私自身、社長になって丸5年が経ちましたが、経営が内向きで独りよがりなものにならないように、この数年は投資家やアナリストの皆様方をはじめステークホルダーの皆様との対話の機会をできる限り増やし、様々な点につきまして貴重なご意見をいただきながら、その改善を図ってきました。

今回のテーマは、当社にとって初めての試みであるESGについてです。本来、企業は社会的存在であり、社会の公器であるということから、社長としてここ数年ESGの取り組みを加速させ、企業価値の向上を図ってきたつもりです。

そうはいうものの、専門家の皆様方の目から見て、まだまだ至らないところがたくさんあろうかと思っていますので、本日はぜひ皆様方から忌憚のないご意見をいただき、参考にさせていただきたいと思います。本日はよろしくお願いいたします。

2-1. 当社の経営理念とESG:経営理念

小山享氏(以下、小山):副社長の小山でございます。私から、ガバナンスと環境についてご説明します。

3ページ目をご覧ください。当社の経営理念とESGについてです。豊田合成は、すべてのステークホルダーに対する責任を果たして初めて会社が持続的に成長できるという考えに立ち返り、2018年に経営理念を改定しました。

私たち自身が行動し責任を果たす規範である全項目に、一人称の「私たちは」という主語をつけています。また、経営理念の実現のために企業価値を測る新しい物差しであるESGの取り組みを推進し、しっかりと情報開示していきたいと思っています。

2-1. 当社の経営理念とESG:SDGsの取り組みとESG

4ページ目はSDGsの取り組みとESGについてです。

一番上にありますように、SDGsの全17のゴールの達成に貢献することを基本に、当社の製品・事業関連、そして経営基盤に親和性の高い8つの最重要の分野を設定し、取り組みを推進しています。

この取り組みの推進のために2020年1月より経営の中心である総合企画部にサステナビリティ推進グループを設置し、取り組みを加速しています。

下の緑、茶色、青で囲ってあるESGについてです。環境につきましては取り組みの方向性としてCO2排出量ゼロによる脱炭素社会の構築、それから、社会については多様な人材の活用を推進する企業風土の醸成、ガバナンスについては誠実な会社を目指し、取締役会を含めてガバナンス体制を強化させていきます。
════════════════
提供テキストの「下の緑、茶色、青で囲ってあるESGについてです。」で始まる段落を、主な内容を保ったまま箇条書きにまとめてください。 この後の資料は、提供テキストとは関係のない別個のものです。

- [データ抜粋]:
════════════════
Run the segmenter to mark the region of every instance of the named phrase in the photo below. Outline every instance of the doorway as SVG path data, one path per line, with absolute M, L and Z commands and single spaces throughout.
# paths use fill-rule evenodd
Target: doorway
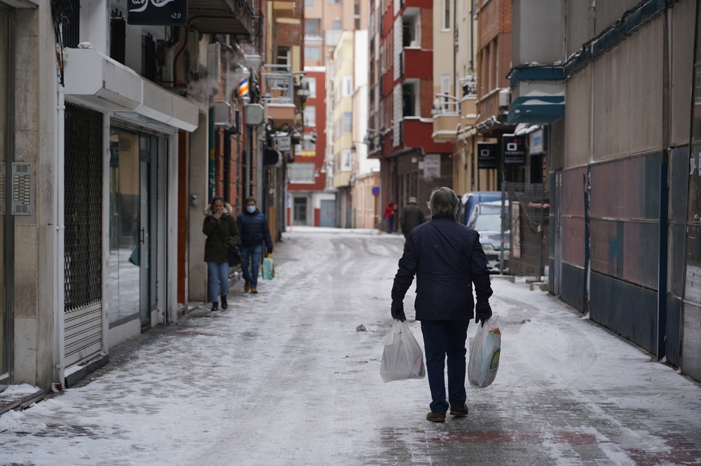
════════════════
- [正しい出力]:
ESGの取り組みの方向性(下の緑・茶色・青の枠):
- 環境:CO2排出量ゼロによる脱炭素社会の構築
- 社会:多様な人材の活用を推進する企業風土の醸成
- ガバナンス:誠実な会社を目指し、取締役会を含めたガバナンス体制を強化